**Work to complete**
Begin with the line containing "the white stone" and end with the last line of the data below; return those lines exactly, and only those.

START Provided material

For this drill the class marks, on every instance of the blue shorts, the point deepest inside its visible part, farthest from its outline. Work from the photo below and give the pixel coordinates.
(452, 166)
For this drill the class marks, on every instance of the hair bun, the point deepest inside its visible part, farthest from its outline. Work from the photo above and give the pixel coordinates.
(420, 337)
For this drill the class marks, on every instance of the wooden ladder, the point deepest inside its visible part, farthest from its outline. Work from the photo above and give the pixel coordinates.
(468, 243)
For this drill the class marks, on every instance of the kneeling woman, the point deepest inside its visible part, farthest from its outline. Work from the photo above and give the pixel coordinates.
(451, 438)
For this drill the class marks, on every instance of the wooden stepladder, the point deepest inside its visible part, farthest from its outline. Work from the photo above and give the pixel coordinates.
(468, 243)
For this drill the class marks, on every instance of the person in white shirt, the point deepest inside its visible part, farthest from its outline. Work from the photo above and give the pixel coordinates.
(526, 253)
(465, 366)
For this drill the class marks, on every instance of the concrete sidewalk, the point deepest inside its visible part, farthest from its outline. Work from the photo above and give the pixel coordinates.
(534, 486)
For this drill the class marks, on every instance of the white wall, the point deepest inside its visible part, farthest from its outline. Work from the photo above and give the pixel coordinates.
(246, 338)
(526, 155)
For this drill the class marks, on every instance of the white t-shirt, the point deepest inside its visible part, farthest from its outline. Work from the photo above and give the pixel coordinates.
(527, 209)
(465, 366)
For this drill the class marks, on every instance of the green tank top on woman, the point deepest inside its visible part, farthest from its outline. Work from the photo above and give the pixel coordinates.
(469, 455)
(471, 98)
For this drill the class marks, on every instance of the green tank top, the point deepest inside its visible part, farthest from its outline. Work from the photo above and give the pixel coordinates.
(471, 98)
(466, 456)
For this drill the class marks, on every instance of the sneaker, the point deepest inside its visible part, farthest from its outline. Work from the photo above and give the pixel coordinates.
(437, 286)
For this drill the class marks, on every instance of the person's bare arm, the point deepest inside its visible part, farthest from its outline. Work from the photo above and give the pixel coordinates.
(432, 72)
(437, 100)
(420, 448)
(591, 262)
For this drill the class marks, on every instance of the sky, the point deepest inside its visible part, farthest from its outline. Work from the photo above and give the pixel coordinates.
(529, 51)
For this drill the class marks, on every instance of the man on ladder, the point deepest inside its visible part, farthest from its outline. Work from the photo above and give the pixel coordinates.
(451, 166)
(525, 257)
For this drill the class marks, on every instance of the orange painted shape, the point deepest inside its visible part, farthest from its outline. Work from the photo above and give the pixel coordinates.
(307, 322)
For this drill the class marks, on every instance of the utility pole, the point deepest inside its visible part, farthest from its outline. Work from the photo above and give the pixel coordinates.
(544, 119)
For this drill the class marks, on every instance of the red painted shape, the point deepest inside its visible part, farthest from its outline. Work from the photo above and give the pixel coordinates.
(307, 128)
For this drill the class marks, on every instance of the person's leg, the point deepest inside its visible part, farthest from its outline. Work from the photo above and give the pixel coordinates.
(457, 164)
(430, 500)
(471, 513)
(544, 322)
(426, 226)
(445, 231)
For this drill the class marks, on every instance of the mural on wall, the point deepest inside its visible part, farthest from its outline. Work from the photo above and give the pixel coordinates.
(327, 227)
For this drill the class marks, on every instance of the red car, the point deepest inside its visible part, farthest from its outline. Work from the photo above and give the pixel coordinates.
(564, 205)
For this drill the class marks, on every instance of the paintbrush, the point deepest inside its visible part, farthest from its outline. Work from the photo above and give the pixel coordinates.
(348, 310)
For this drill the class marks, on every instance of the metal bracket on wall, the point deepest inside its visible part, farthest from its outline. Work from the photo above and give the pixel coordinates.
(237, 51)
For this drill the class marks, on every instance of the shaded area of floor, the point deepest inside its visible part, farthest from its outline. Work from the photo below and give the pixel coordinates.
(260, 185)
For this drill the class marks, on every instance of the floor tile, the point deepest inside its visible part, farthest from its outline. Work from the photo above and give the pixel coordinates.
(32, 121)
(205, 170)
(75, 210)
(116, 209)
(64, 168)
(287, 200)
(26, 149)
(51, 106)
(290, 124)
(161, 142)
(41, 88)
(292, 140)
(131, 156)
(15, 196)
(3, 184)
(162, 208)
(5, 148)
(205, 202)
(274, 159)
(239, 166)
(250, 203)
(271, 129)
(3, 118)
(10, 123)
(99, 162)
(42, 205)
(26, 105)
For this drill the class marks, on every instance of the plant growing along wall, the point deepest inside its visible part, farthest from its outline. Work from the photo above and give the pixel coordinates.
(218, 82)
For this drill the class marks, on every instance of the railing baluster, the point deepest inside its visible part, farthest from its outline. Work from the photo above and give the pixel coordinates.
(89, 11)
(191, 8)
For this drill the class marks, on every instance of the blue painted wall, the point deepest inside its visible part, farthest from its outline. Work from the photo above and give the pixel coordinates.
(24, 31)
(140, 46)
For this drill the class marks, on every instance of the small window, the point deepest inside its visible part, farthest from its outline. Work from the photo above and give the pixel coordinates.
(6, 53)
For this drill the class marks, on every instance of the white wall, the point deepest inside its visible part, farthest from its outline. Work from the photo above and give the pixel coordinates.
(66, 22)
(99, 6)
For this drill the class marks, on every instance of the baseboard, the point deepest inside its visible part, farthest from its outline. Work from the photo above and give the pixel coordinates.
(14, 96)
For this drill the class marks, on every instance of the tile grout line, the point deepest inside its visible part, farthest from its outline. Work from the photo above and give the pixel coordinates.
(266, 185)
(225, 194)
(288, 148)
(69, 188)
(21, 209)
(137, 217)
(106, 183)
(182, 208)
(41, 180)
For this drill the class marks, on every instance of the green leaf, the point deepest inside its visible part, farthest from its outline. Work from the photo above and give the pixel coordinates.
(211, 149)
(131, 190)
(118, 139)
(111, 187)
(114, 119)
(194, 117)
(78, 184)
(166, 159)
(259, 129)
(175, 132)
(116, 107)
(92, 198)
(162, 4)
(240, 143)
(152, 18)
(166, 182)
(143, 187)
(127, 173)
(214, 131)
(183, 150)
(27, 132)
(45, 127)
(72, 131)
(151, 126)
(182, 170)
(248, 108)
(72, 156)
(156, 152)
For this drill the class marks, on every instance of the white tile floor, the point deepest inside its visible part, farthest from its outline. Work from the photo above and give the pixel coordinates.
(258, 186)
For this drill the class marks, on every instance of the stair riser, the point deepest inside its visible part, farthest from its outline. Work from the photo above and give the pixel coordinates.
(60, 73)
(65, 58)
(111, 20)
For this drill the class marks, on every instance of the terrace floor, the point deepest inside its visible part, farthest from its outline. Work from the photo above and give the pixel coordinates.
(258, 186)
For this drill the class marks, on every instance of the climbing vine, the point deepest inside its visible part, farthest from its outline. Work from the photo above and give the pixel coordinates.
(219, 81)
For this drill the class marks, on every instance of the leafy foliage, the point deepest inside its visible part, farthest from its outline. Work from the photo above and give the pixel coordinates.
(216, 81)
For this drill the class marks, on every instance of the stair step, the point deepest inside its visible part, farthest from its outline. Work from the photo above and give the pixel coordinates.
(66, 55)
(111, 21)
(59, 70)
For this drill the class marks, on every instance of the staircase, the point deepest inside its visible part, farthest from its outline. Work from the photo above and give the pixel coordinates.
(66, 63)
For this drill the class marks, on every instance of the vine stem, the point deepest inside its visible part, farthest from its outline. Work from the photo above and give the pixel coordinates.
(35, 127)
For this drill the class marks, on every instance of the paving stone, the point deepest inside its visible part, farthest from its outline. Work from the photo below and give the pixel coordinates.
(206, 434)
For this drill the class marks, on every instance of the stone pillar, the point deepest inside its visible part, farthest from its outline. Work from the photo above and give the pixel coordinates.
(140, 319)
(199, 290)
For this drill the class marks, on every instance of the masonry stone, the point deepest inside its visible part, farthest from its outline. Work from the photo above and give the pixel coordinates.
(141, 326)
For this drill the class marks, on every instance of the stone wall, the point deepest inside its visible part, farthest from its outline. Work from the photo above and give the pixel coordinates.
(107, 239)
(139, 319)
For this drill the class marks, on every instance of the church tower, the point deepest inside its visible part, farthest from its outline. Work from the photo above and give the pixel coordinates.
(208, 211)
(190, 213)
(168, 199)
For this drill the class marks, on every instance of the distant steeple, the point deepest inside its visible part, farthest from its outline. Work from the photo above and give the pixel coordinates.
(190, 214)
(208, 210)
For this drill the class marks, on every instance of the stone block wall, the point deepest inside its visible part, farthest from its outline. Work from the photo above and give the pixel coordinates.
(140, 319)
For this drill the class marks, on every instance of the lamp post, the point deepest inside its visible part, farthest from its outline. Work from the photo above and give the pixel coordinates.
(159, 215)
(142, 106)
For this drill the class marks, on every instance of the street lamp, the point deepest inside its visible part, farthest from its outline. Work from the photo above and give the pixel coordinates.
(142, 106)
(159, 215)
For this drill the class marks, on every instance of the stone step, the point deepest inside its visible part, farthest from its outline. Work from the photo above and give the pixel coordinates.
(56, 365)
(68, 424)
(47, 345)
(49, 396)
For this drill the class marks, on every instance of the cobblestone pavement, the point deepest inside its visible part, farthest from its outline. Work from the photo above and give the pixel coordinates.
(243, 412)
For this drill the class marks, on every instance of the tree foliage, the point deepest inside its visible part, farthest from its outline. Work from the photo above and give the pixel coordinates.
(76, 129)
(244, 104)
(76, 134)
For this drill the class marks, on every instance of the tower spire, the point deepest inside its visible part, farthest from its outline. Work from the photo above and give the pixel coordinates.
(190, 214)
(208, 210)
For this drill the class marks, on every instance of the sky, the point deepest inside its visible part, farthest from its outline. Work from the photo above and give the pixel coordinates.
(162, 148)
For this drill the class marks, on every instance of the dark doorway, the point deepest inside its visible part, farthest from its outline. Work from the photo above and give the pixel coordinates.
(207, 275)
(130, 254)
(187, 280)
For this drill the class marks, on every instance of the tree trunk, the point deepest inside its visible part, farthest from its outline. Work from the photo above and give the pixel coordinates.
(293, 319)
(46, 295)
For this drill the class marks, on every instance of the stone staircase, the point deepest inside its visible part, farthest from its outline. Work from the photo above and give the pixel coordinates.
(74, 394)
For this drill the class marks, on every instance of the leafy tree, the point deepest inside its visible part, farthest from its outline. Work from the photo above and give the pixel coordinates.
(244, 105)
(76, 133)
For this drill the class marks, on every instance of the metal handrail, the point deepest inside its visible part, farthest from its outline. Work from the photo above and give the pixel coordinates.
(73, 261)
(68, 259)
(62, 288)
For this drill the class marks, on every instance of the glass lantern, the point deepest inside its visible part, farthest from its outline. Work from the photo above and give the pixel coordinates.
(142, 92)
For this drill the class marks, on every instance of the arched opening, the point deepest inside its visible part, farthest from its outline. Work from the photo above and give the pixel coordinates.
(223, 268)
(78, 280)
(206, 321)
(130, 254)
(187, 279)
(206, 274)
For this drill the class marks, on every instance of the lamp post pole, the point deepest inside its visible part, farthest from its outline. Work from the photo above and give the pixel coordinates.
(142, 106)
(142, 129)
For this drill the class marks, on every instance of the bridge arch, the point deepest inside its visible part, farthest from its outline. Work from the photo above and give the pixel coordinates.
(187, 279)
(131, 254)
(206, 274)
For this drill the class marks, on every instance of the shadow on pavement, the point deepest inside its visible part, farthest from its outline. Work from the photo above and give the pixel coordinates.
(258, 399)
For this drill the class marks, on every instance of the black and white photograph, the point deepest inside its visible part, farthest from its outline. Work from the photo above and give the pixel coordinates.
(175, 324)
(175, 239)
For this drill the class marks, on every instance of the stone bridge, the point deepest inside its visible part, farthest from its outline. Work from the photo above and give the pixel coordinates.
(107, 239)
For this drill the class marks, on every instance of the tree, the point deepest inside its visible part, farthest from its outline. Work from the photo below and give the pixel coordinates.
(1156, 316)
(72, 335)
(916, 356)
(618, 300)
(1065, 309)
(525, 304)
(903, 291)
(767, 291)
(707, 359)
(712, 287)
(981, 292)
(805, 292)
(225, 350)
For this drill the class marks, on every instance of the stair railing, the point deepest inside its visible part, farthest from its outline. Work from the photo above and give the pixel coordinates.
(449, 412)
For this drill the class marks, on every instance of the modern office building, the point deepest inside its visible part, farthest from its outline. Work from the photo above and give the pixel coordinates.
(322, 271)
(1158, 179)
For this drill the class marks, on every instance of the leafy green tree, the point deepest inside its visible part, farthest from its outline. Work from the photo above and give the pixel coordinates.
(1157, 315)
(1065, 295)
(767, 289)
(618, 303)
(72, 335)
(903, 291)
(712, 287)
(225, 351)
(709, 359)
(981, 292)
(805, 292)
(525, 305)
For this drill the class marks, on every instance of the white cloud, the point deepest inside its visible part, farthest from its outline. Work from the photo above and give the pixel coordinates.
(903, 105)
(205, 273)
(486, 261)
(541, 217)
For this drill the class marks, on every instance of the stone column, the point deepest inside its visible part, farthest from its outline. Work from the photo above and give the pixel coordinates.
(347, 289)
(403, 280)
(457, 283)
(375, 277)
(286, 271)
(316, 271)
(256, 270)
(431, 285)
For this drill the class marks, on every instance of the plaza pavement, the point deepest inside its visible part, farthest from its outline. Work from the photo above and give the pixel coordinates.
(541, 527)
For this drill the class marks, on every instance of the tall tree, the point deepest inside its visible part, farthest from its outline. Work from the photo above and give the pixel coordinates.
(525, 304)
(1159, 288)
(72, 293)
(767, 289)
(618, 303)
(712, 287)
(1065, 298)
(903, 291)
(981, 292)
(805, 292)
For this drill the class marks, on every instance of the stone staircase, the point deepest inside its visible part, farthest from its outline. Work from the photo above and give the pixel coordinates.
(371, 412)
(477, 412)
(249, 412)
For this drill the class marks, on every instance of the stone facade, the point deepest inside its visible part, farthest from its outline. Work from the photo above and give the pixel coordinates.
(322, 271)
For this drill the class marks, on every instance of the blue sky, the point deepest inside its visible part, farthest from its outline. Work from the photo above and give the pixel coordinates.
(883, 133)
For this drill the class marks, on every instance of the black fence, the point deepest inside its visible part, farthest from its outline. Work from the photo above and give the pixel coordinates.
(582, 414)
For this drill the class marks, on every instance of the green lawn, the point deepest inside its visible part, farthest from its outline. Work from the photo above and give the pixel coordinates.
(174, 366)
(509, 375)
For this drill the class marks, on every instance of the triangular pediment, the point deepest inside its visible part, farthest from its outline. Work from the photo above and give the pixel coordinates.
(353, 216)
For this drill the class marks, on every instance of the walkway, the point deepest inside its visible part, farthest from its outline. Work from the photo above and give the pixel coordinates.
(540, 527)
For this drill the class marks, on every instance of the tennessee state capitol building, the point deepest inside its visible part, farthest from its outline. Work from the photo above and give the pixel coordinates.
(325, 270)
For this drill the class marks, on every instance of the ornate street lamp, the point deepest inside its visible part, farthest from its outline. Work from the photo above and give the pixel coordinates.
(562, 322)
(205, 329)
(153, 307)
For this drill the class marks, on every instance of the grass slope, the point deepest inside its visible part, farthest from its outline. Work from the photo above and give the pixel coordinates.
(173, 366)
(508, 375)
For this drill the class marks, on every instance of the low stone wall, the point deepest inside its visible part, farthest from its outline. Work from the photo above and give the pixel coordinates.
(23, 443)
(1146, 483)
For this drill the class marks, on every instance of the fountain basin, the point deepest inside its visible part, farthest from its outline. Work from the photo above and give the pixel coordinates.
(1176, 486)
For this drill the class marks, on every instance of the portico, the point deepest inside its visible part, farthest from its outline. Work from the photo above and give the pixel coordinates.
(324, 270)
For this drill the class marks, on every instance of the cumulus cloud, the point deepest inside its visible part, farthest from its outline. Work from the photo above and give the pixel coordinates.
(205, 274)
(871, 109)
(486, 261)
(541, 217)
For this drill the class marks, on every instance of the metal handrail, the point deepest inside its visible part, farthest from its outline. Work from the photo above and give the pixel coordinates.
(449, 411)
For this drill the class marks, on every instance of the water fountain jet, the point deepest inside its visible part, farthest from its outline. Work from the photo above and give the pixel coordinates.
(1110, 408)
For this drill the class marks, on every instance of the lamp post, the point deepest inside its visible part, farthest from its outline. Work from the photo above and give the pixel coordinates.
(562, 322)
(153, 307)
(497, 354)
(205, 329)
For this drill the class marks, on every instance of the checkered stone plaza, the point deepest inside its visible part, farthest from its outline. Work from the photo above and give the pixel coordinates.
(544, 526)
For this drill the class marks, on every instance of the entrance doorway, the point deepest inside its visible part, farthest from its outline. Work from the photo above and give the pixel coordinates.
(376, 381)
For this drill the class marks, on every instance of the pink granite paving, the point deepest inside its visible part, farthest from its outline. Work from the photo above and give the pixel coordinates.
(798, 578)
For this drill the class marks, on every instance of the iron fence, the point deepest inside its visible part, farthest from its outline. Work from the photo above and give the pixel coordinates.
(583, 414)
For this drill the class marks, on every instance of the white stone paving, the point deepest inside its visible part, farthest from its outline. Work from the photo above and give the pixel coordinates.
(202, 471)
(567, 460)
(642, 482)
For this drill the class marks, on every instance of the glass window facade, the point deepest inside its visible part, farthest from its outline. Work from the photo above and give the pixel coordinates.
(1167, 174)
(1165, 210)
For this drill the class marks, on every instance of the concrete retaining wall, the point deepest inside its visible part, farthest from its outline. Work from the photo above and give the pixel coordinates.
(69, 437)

END Provided material

**Finished exercise**
For this drill the class marks, on every instance of the white stone paving, the point deepest inside its visible part, farthest from its outline. Work from the photo above and give the pixel coordinates.
(202, 471)
(567, 460)
(642, 482)
For this drill the class marks, on every instance of the glass window facade, the point deepest inside its visible part, farthest from its outline. Work from the photo above and give the pixel coordinates.
(1167, 174)
(1165, 210)
For this drill the class marks, on every instance of the concrete retaining wall, the point deepest inside its visible part, farthest from its outline. Work from the photo above and give the pixel coordinates.
(69, 437)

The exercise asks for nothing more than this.